INSTRUCTIONS TO FOLLOW:
Write out exactly, please, the lines from the one containing "the white parking" to the end of the material.

■ ■ ■ ■ ■ ■ ■

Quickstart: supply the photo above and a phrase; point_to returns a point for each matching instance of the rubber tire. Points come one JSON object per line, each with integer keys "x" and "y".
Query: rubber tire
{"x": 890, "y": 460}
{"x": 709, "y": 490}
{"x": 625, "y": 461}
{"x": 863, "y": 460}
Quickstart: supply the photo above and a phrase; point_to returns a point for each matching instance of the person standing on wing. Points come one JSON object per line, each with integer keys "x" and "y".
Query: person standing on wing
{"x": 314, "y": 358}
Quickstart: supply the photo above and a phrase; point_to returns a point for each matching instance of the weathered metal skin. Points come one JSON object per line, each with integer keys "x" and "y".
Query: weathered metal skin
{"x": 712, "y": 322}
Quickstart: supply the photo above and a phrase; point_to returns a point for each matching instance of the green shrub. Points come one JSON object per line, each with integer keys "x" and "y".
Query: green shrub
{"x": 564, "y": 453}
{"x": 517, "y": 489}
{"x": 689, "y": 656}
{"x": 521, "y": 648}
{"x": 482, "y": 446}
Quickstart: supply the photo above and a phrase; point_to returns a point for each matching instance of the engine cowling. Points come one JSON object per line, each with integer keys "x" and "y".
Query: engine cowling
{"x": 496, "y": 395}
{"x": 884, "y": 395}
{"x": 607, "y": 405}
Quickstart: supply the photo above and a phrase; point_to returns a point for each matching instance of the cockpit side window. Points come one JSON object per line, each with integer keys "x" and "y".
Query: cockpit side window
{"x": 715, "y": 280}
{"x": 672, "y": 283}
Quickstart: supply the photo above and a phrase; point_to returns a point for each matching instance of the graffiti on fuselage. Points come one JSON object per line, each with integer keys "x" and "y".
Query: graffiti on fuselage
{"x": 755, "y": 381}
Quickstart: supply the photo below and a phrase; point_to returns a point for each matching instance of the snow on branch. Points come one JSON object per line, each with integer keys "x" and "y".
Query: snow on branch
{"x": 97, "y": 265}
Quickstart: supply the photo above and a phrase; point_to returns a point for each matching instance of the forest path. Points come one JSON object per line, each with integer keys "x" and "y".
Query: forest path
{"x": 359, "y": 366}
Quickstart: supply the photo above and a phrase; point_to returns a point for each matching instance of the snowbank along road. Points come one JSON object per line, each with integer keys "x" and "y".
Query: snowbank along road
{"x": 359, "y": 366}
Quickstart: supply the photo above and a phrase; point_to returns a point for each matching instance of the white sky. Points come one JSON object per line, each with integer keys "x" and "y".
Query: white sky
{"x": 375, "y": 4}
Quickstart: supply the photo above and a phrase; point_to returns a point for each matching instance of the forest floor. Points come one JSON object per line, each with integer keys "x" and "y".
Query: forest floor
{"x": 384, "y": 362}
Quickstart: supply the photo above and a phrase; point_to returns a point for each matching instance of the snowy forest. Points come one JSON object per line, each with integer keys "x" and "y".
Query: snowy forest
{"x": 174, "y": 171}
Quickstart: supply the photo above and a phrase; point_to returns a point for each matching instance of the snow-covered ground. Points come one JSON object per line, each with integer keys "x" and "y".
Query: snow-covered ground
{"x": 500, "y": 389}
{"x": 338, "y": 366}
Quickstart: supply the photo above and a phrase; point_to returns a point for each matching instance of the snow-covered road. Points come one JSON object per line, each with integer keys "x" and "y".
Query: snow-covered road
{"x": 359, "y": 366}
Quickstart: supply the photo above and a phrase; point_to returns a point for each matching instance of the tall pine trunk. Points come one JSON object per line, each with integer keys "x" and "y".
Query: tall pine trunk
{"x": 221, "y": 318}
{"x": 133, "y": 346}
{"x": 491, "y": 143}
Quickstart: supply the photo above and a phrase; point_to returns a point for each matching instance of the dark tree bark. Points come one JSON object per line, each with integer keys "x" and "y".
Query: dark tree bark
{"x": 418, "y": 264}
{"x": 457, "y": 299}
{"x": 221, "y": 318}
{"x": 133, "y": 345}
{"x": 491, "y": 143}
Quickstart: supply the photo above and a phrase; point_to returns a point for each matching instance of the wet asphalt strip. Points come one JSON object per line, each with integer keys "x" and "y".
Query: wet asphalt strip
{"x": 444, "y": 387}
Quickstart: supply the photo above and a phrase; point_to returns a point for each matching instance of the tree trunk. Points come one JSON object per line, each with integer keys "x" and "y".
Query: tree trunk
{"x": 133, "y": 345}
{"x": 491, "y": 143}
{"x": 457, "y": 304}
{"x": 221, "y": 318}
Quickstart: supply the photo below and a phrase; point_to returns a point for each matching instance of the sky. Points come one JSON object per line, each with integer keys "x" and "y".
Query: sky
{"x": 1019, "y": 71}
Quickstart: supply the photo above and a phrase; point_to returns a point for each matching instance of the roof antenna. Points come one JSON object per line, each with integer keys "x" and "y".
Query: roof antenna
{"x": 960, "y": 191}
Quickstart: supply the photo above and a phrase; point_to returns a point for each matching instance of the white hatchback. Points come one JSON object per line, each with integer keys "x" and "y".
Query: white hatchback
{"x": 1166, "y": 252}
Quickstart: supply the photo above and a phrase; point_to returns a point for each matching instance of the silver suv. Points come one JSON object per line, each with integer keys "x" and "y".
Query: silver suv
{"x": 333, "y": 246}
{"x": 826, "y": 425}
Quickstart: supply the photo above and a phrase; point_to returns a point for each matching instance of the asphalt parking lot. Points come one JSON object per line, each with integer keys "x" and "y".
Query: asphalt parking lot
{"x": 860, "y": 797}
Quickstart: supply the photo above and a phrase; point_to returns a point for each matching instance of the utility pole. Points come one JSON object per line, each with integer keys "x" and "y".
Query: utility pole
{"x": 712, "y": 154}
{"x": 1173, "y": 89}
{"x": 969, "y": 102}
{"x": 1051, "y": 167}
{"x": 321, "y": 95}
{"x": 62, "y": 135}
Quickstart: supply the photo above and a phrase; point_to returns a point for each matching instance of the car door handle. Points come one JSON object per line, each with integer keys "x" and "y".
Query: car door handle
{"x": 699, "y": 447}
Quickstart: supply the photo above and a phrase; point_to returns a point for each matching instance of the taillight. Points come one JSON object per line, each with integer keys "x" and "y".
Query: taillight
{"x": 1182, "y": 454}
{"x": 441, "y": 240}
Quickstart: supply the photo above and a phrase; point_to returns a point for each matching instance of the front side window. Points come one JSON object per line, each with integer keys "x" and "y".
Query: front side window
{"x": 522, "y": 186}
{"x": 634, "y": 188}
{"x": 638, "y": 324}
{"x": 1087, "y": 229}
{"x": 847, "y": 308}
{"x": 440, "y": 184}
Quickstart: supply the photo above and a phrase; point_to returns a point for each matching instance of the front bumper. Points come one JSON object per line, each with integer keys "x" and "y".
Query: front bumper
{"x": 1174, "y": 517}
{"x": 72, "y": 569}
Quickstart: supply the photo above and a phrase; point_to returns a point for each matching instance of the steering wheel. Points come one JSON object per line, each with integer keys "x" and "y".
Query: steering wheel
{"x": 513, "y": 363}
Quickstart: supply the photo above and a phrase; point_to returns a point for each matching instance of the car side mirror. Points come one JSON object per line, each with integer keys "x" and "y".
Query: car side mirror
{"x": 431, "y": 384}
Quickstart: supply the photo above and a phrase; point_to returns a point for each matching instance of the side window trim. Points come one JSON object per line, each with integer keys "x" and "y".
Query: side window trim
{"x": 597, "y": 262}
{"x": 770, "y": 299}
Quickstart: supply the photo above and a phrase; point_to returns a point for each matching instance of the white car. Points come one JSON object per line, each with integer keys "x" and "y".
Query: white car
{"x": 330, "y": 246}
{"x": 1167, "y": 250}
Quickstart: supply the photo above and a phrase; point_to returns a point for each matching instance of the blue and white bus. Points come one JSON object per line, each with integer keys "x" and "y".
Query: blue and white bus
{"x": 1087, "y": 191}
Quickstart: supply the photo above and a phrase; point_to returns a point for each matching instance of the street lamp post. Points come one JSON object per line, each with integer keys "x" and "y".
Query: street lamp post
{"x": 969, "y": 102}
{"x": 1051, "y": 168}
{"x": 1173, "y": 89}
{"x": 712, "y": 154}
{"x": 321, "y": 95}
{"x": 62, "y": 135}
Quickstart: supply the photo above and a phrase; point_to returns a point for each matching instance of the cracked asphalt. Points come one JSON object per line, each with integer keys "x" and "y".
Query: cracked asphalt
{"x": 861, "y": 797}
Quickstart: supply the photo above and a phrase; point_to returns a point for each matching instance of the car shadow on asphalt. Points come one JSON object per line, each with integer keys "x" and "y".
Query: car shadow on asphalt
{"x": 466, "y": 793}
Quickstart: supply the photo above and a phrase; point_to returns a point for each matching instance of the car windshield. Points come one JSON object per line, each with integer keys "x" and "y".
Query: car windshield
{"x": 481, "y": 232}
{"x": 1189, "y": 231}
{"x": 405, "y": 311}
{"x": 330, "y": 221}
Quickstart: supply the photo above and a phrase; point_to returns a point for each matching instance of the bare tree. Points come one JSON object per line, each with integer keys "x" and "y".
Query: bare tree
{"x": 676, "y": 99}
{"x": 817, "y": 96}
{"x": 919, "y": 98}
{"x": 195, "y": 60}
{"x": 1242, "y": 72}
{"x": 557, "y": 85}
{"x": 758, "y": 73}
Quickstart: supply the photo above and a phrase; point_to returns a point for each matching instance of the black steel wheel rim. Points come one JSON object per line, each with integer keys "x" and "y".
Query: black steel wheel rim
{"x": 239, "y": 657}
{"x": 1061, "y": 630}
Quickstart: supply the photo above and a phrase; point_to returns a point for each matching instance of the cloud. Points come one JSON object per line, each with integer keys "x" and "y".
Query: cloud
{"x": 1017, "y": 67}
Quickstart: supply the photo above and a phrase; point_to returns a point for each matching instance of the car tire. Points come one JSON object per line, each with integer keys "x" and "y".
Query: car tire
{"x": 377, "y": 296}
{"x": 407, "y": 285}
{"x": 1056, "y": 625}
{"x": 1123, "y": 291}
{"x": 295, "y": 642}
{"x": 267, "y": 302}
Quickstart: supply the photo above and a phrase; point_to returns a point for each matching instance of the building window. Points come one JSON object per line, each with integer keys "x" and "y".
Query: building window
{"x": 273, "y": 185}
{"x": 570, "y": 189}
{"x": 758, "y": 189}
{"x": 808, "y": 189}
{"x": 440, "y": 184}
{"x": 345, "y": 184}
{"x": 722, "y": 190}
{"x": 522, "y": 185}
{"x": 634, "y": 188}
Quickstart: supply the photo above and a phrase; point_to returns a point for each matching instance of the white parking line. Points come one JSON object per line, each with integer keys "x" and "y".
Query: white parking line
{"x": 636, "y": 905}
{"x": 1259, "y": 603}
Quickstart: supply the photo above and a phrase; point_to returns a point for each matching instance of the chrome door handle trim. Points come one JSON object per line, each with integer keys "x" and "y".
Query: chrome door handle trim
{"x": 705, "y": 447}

■ ■ ■ ■ ■ ■ ■

FINAL RESULT:
Quickstart: supply the photo above and a phrase; point_to returns a point for each matching instance of the white parking line. Points come one JSON object per line, each with integer keys "x" and "y".
Query: white parking line
{"x": 636, "y": 905}
{"x": 1259, "y": 603}
Quickstart: supply the photo above and a phrase; point_to returns a point for each matching instance of the chrome door handle trim. Points come one JSON object per line, each with integer keys "x" and "y".
Query: chrome door handle trim
{"x": 705, "y": 447}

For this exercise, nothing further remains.